— Start GIVEN PASSAGE —
# 2012 Houston Boat Show - Sneak Peek



## skeeter77346 (Jan 13, 2006)

Sneak Peek at the 2012 Houston Boat Show .... starts Jan 6. Houston Boat Show info: http://houstonboatshows.com/

I helped the Houston Yellowfin dealer (TX Sportfishing) with some early set up and took a few pics. 
My 2011 Yellowfin 21 Hybrid / 250 SHO rig will be in the booth and is centered in the pic. Only 7 of the YF21s have been made so far, so stop by and check it out.
I was there on Thursday and there were some very cool rigs getting set up by other dealers, including a Majek 25 Extreme with a T-top, a couple of Dargel HDX 25 Cats and the new Scout 177 Winyah. This was an early move-in and maybe 10% of the rigs were moved in.

More pics on the two 36ft YFs - http://2coolfishing.com/ttmbforum/showthread.php?t=381552

Also note the Highway Patrol boat. Before anyone rants about it, I spoke with the crew. They are tasked to run random patrols on Falcon and Amistad and 3 boats will be dedicated to parts of the Rio Grande. They were very low key professionals and said that it was far worse on the border than what is reported in the news and that the Mexican gangs/cartel firepower is substantial. They have been shot at and returned fire south. I was able to board the boat and it is equipped with kevlar plate armour, some of which is removable around the console and gun positions, wireless and wired coms, impressive IR electronics, high G force seating, swing away throttles between the seats and numerous gun racks. While many will argue the wisdom and legitimacy of this effort, I hope our guys stay safe on their missions as the Feds essentially sit on their hands.

Have a safe and Happy New Year!


----------
— End GIVEN PASSAGE —
WRITTEN REQUEST: Update the boat show post, starting with "I helped the" and going on through "check it out.", so that "display area" replaces "booth".
— Start DATA SECTION —
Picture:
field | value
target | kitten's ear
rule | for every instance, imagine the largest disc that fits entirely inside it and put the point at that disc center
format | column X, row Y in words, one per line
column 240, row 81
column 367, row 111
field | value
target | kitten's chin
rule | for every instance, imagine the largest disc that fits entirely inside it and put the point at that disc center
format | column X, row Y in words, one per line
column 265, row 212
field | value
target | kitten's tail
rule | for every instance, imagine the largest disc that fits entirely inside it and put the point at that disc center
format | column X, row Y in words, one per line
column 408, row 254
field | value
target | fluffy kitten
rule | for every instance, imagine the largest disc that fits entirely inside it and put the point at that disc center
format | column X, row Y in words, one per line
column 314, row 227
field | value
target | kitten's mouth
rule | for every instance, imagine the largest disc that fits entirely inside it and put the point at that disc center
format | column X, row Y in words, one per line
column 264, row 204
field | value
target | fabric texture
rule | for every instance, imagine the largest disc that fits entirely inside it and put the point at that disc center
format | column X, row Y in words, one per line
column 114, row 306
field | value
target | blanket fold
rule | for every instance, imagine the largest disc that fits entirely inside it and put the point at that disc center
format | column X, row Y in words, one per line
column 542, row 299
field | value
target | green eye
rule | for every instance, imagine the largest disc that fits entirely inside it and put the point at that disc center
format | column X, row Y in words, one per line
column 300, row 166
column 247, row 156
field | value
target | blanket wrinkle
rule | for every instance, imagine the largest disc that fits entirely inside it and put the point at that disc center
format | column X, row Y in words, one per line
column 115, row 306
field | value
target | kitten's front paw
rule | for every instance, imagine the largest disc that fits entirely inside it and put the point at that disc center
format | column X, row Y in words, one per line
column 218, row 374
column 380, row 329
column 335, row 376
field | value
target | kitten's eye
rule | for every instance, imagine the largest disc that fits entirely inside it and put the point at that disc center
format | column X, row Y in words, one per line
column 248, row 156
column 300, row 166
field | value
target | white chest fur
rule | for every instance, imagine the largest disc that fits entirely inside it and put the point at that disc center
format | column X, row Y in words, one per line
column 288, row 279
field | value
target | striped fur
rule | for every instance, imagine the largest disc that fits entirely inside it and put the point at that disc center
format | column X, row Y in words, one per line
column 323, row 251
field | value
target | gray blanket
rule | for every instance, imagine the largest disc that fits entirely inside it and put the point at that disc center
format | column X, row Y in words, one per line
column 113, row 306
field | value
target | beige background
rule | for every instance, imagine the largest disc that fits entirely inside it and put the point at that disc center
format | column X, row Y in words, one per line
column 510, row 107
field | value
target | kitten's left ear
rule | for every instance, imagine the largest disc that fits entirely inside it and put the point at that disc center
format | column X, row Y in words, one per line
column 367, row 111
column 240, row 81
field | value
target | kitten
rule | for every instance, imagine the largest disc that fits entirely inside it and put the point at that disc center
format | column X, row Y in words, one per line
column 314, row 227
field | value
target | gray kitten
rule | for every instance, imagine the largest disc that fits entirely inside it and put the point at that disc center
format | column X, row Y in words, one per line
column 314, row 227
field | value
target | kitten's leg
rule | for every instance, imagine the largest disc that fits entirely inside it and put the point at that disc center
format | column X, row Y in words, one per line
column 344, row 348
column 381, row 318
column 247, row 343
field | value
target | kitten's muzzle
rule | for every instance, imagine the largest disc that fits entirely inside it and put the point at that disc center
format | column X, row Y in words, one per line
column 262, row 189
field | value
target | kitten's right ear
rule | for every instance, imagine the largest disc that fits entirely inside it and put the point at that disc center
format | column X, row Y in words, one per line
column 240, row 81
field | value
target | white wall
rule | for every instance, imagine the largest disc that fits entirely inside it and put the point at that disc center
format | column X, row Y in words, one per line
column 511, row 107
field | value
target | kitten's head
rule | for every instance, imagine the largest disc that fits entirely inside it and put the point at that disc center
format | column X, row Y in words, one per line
— End DATA SECTION —
EXERCISE SOLUTION:
I helped the Houston Yellowfin dealer (TX Sportfishing) with some early set up and took a few pics. 
My 2011 Yellowfin 21 Hybrid / 250 SHO rig will be in the display area and is centered in the pic. Only 7 of the YF21s have been made so far, so stop by and check it out.